PROBLEM DETAILS:
Each line below should be reproduced without any alteration.

(Collected data)
══════════

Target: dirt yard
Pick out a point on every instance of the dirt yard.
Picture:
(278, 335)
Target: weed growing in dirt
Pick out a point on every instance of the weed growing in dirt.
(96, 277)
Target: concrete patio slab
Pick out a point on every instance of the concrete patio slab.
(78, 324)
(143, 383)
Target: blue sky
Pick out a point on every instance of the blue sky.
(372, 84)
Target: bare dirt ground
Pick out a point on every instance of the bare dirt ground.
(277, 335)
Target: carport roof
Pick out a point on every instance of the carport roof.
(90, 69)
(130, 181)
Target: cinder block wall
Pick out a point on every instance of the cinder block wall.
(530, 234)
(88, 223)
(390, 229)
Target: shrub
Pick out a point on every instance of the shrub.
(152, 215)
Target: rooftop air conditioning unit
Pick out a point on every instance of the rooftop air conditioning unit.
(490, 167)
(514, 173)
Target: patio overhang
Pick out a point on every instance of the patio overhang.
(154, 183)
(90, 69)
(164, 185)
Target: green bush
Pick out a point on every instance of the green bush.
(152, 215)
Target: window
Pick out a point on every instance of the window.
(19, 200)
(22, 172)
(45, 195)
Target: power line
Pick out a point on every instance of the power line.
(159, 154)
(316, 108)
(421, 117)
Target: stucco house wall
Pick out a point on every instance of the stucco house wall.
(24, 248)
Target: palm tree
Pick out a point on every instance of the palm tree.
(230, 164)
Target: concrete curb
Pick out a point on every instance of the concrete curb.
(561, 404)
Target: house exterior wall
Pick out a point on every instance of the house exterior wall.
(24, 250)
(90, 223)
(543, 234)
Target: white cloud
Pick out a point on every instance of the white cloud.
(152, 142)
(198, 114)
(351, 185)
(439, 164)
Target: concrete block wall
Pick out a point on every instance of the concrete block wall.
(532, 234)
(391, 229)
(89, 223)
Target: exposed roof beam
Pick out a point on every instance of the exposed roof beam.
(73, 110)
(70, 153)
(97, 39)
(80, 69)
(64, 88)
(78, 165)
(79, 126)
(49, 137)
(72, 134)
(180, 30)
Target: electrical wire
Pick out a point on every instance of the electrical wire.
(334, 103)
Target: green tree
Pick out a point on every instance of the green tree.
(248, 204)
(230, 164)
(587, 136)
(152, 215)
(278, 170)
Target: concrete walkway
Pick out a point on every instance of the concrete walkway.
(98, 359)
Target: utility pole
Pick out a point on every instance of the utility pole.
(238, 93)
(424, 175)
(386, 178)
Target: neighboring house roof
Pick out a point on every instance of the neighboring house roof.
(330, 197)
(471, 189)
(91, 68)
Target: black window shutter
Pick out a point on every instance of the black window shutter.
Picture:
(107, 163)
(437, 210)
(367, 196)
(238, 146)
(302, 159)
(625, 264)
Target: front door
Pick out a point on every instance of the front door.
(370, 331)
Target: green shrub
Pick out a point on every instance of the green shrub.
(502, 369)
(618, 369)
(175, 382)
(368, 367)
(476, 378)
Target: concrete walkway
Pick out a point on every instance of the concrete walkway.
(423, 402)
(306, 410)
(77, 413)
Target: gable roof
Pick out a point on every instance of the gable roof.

══════════

EXERCISE RESULT:
Target: dirt yard
Pick out a point on every instance of the dirt yard.
Picture:
(278, 335)
Target: weed growing in dirt
Pick out a point on every instance of the weed growing in dirt.
(96, 277)
Target: concrete patio slab
Pick out a point on every instance of the concrete patio slab.
(78, 324)
(143, 383)
Target: blue sky
Pick out a point on every instance of the blue sky.
(372, 84)
Target: bare dirt ground
Pick out a point on every instance of the bare dirt ground.
(277, 335)
Target: carport roof
Pick out a point on every instance of the carport roof.
(90, 69)
(130, 181)
Target: cinder block wall
Pick out a point on every instance of the cinder block wall.
(530, 234)
(88, 223)
(390, 229)
Target: shrub
Pick out a point on every instance of the shrub.
(152, 215)
Target: rooftop air conditioning unit
Pick out a point on every instance of the rooftop air conditioning unit.
(490, 167)
(514, 173)
Target: patio overhang
Pick out a point on every instance of the patio overhang.
(154, 183)
(90, 69)
(164, 185)
Target: green bush
Pick out a point on every instance of the green bush.
(152, 215)
Target: window
Pick out a point on every instance of the window.
(19, 200)
(22, 172)
(45, 195)
Target: power line
Pick out a point on every instance of the power line.
(159, 154)
(316, 108)
(421, 117)
Target: stucco house wall
Pick out a point on every instance of the stucco house wall.
(24, 248)
Target: palm tree
Pick out a point on every instance of the palm tree.
(230, 164)
Target: concrete curb
Pick out a point on every instance of the concrete curb.
(561, 404)
Target: house exterior wall
Pick out a point on every instance of the house exterior wall.
(24, 250)
(90, 223)
(543, 234)
Target: white cloud
Pick out a point on every instance of the white cloud.
(152, 142)
(198, 114)
(351, 185)
(439, 164)
Target: concrete block wall
Pick out a point on every instance of the concrete block wall.
(532, 234)
(391, 229)
(89, 223)
Target: exposed roof beam
Pick out a point on every instance of the exposed roof beam.
(73, 110)
(70, 153)
(97, 39)
(80, 69)
(64, 88)
(78, 165)
(79, 126)
(49, 137)
(72, 134)
(180, 30)
Target: electrical wire
Pick out a point on every instance of the electrical wire.
(334, 103)
Target: green tree
Pick out a point on every instance of the green tree.
(248, 204)
(230, 164)
(587, 136)
(152, 215)
(278, 170)
Target: concrete walkway
Pick out a point on every instance of the concrete walkway.
(98, 359)
Target: utility pole
Pick out a point on every instance of the utility pole.
(238, 93)
(424, 175)
(386, 178)
Target: neighboring house roof
Pick out a point on every instance of the neighboring house roof.
(330, 197)
(471, 189)
(91, 68)
Target: black window shutter
Pick out a point on every instance of the black window shutter.
Picture:
(107, 163)
(437, 210)
(367, 196)
(238, 146)
(302, 159)
(625, 264)
Target: front door
Pick out a point on every instance of the front door.
(370, 331)
Target: green shrub
Pick out a point on every instance of the green shrub.
(502, 369)
(618, 369)
(175, 382)
(368, 367)
(476, 378)
Target: concrete walkway
Pick out a point on every instance of the concrete walkway.
(423, 402)
(306, 410)
(77, 413)
Target: gable roof
Pick out a point on every instance of the gable roof.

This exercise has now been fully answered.